Page text.
=== Section Start ===

How would most of us feel about being *required* to buy electrical power whenever their plant is underutilized and needing some extra work? Plus, they can build it up all they want and thus make you buy more?

It all imposes costs and they're attempting to recover them. That said, all profit-making utilities love to exaggerate their costs to regulators so as to be allowed higher income, all such claims need to be checked, and the budget for the checking - and the internal information made available to the checkers - needs to be as much as the utility had for the request to the regulator.

With that caveat, there's nothing wrong with this; the system imposes a cost, they deserve compensation. Any contrary view is really based on a belief that solar power people are inherently "good" and the utility is inherently "bad" by using fossil fuels and thus deserve to be punished for their sins.

Comment Re:It's about letting the system scale (Score 2, Insightful) 501

...wasn't the whole "dot bomb" crash about doing stupid things (pets.com) in an expensive way (all those Aeron chairs) and throwing more money at the problem to fix it? The notion that "government" is a worse bureaucracy than other large bureaucracies like, oh, a healthcare insurer, say... has never clicked with me; I've tried to get service from (or worked in) too many large private bureaucracies.

=== Section End ===

Dataset records.

=== Section Start ===

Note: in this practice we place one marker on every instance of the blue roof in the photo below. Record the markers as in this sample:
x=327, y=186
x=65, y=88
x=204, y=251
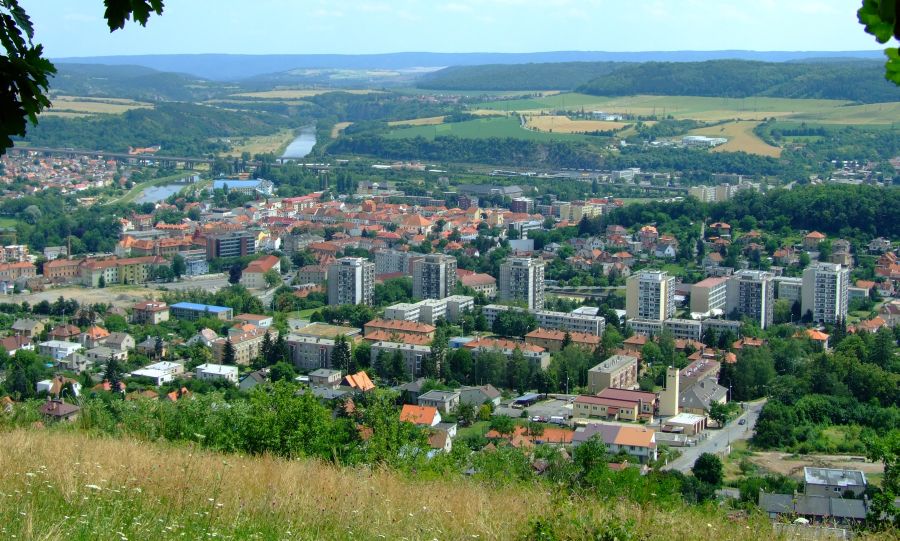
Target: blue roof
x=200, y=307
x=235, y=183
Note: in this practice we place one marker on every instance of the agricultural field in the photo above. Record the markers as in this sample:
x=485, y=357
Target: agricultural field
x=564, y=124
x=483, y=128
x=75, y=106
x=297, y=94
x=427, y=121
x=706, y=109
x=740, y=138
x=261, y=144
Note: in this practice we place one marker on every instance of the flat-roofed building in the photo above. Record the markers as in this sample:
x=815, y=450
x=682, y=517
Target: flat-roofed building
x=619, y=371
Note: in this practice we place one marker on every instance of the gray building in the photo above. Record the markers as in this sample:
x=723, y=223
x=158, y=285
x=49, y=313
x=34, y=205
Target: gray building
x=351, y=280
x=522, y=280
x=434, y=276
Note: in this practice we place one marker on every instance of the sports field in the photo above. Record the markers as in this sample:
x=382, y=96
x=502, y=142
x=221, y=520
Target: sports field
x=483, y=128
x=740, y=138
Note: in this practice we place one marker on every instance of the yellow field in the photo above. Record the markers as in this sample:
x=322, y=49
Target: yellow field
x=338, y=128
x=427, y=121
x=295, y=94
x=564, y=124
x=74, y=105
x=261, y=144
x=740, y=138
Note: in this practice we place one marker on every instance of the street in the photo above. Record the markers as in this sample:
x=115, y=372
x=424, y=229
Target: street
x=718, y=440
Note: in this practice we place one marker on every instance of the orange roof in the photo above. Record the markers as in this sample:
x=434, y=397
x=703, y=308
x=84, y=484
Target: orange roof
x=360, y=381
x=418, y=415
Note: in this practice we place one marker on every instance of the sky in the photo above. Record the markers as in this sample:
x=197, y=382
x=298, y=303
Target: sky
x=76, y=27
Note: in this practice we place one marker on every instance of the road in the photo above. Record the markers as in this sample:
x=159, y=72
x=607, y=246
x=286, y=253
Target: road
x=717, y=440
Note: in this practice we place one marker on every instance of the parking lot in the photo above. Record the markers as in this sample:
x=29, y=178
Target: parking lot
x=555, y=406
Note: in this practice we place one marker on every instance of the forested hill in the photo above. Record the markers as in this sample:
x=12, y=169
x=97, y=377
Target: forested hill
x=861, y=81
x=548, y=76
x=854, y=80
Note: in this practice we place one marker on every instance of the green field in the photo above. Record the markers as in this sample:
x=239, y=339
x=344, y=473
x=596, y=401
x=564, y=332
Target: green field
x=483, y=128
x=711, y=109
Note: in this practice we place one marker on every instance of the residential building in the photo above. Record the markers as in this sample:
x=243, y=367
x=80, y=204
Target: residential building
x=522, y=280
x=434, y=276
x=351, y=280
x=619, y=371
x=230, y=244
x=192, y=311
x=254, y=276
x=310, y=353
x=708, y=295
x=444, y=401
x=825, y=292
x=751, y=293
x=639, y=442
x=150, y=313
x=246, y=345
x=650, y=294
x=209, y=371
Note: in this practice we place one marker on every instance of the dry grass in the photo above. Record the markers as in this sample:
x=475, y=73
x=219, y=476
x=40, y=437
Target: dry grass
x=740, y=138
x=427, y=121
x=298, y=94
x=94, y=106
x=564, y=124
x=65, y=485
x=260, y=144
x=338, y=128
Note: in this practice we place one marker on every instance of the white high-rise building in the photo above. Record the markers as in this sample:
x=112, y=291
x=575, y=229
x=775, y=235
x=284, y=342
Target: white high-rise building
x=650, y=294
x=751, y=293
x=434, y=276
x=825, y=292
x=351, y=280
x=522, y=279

=== Section End ===
=== Section Start ===

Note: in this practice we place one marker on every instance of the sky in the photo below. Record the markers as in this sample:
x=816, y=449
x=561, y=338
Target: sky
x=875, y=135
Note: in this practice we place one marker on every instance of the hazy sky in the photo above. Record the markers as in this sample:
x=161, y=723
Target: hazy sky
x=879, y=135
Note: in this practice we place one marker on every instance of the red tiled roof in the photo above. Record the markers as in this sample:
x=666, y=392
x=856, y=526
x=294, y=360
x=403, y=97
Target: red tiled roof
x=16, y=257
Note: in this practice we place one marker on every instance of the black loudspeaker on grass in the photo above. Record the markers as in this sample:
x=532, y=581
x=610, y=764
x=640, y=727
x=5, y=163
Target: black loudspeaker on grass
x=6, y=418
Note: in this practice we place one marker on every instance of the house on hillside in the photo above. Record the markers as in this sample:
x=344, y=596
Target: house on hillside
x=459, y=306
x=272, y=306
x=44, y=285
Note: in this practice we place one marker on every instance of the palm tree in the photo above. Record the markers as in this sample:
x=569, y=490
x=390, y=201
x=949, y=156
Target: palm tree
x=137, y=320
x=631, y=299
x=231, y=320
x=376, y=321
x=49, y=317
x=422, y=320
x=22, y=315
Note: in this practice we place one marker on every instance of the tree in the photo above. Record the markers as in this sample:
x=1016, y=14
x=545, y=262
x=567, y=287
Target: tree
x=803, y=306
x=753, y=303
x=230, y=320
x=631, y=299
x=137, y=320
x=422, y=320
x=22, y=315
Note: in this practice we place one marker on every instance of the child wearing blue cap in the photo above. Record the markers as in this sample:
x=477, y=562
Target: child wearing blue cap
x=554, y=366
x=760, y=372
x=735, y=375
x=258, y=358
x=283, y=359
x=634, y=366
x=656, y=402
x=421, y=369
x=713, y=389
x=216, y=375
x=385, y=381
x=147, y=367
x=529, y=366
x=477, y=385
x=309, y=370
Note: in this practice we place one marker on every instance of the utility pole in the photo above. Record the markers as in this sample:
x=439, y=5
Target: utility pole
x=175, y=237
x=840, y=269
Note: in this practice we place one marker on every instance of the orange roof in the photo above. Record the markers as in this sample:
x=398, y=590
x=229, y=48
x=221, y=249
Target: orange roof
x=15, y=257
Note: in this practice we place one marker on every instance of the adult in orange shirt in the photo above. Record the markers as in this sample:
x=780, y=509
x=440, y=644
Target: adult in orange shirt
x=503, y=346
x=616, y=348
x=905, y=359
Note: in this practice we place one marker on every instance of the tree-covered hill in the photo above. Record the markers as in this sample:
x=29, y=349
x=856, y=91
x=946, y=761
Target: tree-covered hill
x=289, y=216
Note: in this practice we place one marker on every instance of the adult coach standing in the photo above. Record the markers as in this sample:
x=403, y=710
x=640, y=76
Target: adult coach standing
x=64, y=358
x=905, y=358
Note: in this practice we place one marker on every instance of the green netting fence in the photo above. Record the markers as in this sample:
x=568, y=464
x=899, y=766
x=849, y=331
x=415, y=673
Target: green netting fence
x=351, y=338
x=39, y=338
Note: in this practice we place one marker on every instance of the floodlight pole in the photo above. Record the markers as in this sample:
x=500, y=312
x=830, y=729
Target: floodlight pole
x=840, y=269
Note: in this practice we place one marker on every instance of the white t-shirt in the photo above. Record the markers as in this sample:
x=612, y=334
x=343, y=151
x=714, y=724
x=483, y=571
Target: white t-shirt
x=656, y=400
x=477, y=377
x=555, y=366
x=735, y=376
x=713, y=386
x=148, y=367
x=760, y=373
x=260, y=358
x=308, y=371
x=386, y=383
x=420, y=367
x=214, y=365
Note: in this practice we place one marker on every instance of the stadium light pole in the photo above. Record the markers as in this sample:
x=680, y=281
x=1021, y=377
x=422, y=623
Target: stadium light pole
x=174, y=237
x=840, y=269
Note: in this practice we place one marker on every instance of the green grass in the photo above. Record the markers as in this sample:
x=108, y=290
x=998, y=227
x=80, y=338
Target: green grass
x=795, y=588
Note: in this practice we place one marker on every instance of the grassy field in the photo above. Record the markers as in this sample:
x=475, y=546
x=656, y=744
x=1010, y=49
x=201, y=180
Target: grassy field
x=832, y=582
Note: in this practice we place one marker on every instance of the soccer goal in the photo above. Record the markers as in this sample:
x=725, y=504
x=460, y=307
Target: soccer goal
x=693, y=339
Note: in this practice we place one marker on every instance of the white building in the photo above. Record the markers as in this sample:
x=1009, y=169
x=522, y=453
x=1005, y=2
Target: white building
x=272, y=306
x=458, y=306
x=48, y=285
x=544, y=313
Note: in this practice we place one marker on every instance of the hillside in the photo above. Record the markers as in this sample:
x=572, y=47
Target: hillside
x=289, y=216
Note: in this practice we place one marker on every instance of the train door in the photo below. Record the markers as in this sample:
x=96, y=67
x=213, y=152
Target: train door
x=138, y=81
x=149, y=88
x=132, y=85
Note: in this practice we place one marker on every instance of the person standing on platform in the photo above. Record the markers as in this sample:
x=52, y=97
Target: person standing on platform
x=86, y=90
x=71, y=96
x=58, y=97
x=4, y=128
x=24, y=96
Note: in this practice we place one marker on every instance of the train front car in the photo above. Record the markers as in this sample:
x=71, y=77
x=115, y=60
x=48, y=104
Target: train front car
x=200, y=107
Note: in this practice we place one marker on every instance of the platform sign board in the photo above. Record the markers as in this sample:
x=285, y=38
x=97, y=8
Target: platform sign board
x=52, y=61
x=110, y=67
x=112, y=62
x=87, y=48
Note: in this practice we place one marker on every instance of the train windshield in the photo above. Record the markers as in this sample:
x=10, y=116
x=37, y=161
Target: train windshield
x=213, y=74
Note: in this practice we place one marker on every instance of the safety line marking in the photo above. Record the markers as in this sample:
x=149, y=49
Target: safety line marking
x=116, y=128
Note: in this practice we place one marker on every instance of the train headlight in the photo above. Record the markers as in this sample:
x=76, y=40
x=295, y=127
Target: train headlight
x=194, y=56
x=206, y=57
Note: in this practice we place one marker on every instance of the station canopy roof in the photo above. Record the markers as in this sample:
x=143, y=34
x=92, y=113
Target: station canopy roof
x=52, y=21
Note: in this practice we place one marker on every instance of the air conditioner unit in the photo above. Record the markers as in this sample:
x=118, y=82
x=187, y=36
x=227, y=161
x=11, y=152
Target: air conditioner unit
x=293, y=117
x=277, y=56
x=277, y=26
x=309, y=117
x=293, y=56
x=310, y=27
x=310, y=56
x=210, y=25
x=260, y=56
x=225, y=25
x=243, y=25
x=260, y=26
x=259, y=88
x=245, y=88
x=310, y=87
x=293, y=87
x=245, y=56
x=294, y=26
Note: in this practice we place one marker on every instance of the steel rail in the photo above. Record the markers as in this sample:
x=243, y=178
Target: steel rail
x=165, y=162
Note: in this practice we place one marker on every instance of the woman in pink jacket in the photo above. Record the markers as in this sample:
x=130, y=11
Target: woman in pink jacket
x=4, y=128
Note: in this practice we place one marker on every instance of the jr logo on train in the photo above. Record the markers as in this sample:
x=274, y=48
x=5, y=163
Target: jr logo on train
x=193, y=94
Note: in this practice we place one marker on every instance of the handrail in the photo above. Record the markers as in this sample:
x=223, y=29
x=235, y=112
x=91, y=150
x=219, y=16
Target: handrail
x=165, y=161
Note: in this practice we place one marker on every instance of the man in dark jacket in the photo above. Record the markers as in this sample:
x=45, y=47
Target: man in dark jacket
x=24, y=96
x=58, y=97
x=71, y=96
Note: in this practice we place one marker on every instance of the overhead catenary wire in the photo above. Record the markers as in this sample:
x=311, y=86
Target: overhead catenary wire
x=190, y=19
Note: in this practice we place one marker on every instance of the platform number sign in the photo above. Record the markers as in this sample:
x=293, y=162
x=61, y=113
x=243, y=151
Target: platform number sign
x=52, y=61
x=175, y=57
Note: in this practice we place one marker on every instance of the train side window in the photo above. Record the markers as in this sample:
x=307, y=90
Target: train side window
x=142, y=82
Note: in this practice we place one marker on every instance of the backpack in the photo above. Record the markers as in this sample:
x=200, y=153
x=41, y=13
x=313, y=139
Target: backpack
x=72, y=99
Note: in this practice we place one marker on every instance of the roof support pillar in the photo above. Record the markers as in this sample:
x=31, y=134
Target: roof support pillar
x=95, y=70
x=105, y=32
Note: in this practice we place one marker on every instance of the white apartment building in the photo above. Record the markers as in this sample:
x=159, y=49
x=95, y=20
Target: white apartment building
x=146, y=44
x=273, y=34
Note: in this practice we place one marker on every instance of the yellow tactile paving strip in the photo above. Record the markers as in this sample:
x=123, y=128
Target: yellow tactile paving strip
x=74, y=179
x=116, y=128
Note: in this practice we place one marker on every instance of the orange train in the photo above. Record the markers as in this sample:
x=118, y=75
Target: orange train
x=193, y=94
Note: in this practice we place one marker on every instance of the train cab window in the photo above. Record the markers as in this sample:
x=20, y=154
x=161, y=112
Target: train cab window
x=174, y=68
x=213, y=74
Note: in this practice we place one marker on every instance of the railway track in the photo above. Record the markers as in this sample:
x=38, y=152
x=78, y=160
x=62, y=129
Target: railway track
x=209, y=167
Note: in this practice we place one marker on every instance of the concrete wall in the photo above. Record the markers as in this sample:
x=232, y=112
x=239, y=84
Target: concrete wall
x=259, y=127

=== Section End ===
=== Section Start ===

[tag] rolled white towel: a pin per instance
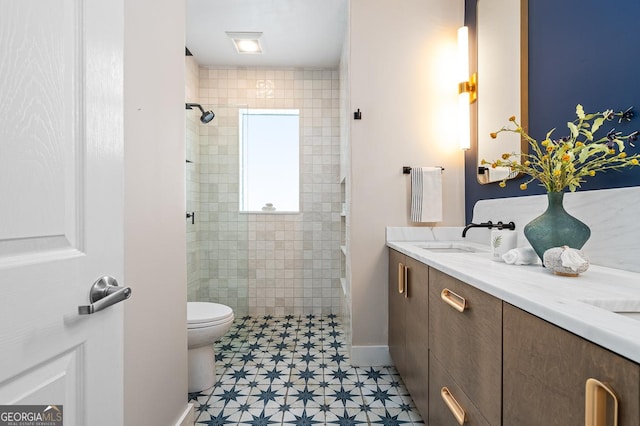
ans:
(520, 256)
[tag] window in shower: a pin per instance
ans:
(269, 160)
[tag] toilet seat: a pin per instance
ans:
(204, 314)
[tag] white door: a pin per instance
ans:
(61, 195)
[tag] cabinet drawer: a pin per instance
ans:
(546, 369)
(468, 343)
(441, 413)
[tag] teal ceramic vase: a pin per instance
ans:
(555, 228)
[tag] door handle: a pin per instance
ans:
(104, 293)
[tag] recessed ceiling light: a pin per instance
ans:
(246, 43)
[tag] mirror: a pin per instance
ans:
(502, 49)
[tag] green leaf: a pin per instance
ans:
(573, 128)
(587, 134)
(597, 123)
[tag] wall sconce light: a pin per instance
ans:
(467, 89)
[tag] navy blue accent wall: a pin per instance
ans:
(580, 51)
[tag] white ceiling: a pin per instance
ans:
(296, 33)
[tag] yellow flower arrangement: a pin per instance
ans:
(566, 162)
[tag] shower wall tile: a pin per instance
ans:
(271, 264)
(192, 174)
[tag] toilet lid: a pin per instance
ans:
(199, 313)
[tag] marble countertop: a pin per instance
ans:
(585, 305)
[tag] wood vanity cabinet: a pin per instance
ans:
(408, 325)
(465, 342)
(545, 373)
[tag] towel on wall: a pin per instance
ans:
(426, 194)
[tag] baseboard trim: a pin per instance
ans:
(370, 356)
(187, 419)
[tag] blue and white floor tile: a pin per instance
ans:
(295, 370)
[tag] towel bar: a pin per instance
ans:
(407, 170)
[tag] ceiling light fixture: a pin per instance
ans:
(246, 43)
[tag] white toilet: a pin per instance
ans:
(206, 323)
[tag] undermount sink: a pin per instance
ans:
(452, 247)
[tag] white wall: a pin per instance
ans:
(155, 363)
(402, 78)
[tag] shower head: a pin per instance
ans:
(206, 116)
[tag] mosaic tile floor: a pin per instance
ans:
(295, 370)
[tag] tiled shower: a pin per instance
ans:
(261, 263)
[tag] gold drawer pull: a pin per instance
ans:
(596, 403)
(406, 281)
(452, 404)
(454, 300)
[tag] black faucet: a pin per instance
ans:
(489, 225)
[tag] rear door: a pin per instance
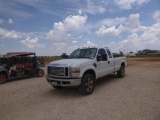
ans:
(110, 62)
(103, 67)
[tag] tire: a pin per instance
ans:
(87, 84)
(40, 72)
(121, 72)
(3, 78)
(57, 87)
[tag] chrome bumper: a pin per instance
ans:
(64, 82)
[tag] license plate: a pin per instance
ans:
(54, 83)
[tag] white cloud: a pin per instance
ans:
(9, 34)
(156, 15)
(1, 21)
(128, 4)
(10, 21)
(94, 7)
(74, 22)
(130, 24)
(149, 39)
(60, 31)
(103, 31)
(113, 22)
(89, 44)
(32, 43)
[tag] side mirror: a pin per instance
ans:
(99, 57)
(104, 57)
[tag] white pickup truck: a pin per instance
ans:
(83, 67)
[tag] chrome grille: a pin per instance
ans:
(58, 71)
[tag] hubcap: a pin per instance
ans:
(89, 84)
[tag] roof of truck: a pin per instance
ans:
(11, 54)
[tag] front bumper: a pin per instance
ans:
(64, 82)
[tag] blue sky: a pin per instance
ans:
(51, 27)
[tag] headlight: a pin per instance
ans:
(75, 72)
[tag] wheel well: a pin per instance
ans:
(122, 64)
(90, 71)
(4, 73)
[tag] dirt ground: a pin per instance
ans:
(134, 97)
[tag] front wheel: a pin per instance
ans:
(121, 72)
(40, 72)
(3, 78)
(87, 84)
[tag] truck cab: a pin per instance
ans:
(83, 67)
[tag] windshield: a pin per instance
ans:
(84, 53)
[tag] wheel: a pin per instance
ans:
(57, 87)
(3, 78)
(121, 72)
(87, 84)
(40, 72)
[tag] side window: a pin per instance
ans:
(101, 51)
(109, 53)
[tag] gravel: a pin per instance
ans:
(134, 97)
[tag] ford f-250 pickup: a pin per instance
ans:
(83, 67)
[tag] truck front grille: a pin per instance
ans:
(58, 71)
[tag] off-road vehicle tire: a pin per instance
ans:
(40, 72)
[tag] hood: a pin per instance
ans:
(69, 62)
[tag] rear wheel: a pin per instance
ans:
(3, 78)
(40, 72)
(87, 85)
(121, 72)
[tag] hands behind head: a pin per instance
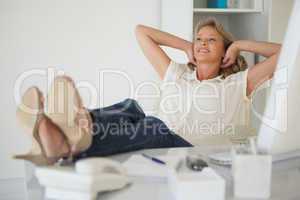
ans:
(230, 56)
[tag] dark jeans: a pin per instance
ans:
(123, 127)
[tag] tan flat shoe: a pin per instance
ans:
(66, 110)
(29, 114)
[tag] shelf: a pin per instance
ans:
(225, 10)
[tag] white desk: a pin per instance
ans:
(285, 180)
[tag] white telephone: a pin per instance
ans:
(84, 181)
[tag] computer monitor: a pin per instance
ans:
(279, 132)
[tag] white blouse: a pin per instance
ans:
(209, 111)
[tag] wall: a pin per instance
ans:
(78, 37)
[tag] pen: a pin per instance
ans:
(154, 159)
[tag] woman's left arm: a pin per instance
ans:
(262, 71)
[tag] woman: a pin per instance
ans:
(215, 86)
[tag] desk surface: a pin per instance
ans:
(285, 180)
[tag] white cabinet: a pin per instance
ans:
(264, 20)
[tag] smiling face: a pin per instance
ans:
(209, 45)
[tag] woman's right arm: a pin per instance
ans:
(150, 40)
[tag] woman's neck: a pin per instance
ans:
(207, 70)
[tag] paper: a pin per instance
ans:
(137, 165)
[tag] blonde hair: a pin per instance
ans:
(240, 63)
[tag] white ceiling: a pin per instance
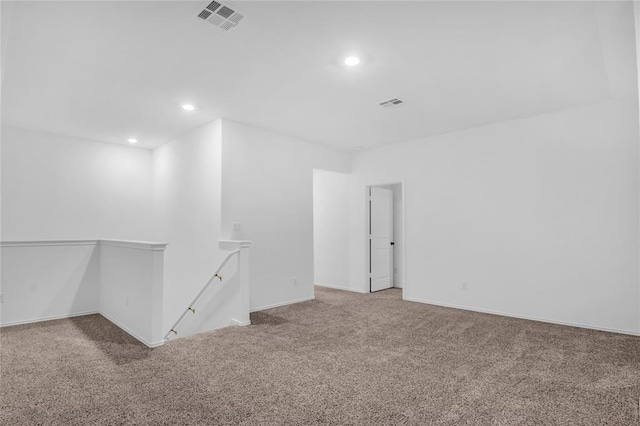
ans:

=== Section End ===

Task directions. In the page text, rewrite the paragraph that begins "It all imposes costs" as a shorter list that keeps its main points. None of the lines is needed for the task on the page text.

Your response.
- The utilities face real costs and are trying to recover them.
- Profit-making utilities tend to exaggerate costs to regulators to win higher income.
- Every such claim needs to be checked.
- The budget for checking, and the internal information given to checkers, should match what the utility spent on its request to the regulator.